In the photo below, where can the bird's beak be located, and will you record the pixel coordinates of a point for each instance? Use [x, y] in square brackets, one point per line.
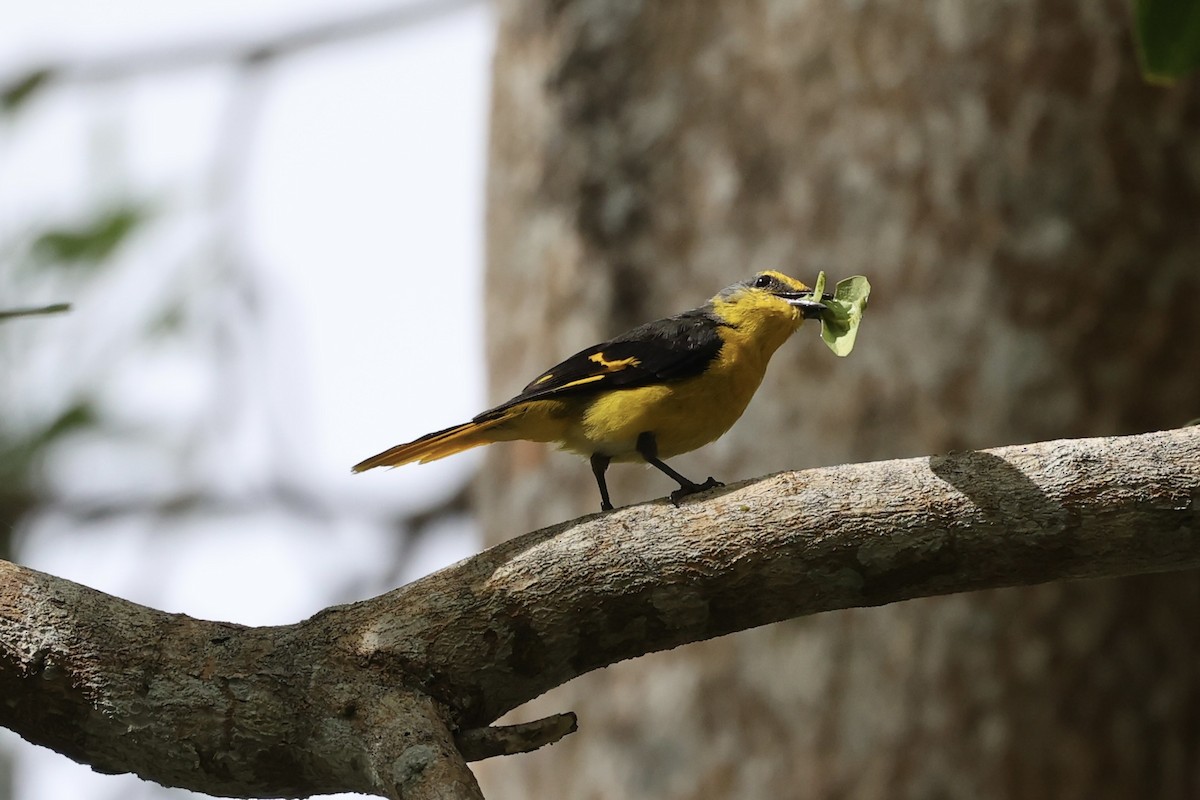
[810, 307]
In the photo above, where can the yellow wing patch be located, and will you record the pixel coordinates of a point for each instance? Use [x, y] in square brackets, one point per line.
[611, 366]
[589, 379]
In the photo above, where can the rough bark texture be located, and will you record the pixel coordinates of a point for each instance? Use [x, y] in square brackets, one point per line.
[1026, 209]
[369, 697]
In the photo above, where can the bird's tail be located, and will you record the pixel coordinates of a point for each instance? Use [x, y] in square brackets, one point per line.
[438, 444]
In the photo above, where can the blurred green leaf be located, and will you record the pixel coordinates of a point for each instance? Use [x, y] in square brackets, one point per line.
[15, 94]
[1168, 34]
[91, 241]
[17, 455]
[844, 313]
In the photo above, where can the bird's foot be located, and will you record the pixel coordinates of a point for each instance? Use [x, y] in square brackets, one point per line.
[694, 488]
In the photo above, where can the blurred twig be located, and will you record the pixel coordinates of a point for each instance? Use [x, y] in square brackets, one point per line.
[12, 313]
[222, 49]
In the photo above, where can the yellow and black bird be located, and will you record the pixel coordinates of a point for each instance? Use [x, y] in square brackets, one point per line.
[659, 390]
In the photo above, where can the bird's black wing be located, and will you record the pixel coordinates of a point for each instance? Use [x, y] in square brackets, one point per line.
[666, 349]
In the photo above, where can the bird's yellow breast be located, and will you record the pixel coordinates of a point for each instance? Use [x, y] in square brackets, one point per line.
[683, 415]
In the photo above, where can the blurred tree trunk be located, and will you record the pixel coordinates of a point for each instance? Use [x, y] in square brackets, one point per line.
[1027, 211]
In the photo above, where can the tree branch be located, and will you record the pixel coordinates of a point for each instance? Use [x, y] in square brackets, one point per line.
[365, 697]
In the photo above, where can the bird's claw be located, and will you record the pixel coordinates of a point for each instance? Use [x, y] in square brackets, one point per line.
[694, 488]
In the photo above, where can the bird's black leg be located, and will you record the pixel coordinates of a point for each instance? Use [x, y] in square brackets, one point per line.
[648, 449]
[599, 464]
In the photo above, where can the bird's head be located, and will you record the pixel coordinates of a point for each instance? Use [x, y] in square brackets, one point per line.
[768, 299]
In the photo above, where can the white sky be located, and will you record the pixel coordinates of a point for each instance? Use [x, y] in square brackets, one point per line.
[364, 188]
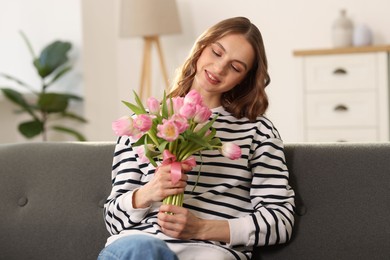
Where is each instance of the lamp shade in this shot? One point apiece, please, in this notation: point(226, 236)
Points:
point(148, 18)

* _Assignment_
Before you return the listing exactly, strip out its pictures.

* _Problem solution_
In the photo below, where can the bird's beak be located, and will you record the pixel coordinates of a point for each instance? Use [x, y] in square brackets, one point per line.
[810, 307]
In the photo above, where can the yellow wing patch be located, and will you record the pixel coordinates of a point for each instance? Use [x, y] in square brackets, one point per line.
[611, 366]
[589, 379]
In the photo above, where can the rough bark texture be located, and will you record the pixel coordinates of a point for each instance? Use [x, y] in square brackets, one point per line.
[1026, 209]
[369, 697]
In the photo above, where can the bird's tail be located, and will you record the pixel coordinates of a point for each instance? Use [x, y] in square brackets, one point per line.
[438, 444]
In the photo above, where can the blurred green leaf be located, and will you record the pixel coordinates of a point for each instance? Use [x, y] in square brackets, one point per line.
[15, 94]
[1168, 34]
[91, 241]
[17, 455]
[844, 313]
In the photo above, where can the bird's foot be located, and will you record the pixel coordinates of a point for each instance? Use [x, y] in square brackets, one point per line.
[694, 488]
In the photo above, where can the blurred twig be located, and will you record the pixel coordinates of a point for each instance? Use [x, y] in square brackets, one point per line.
[12, 313]
[222, 49]
In the photo above, where can the yellow and black bird be located, and will you record the pixel coordinates of a point for each instance? Use [x, y] in square brackets, one point per line.
[659, 390]
In the photo above, where can the bird's black wing be located, and will you record the pixel coordinates of a point for each instance? Use [x, y] in square brackets, one point per line.
[666, 349]
In the photo above, where can the bird's yellow breast be located, and will you record the pixel coordinates of a point for each instance? Use [x, y] in square brackets, one point per line.
[683, 415]
In the photo above, where can the blurred tree trunk be located, and will you record the pixel coordinates of a point for each instance? Use [x, y] in square brackets, one point per line.
[1027, 211]
In the photo above, where can the tree branch be located, and will you record the pixel coordinates of a point for each instance? Use [x, y] in square brackets, one point per line.
[365, 697]
In the photo above, where can the bird's claw be located, and will you record the pixel coordinates of a point for each instance? Use [x, y] in square brackets, one point per line.
[694, 488]
In the photo above, where can the bird's black leg be located, and will you record the pixel coordinates of a point for each instance? Use [x, y] in square brackets, one point per line.
[648, 449]
[599, 464]
In the photo above, where can the bird's head be located, and will you record the pixel coordinates of a point for each instance? Use [x, y] in square brackets, one point per line.
[768, 299]
In the photo above, where can the white sky be located, and will you record the pixel coordinates of a point for each instance? Use [x, y] in square brackets, one point per line.
[364, 188]
Where is each instance of the lamp shade in this shot? One point apiece, please, in this notation: point(226, 236)
Points:
point(148, 18)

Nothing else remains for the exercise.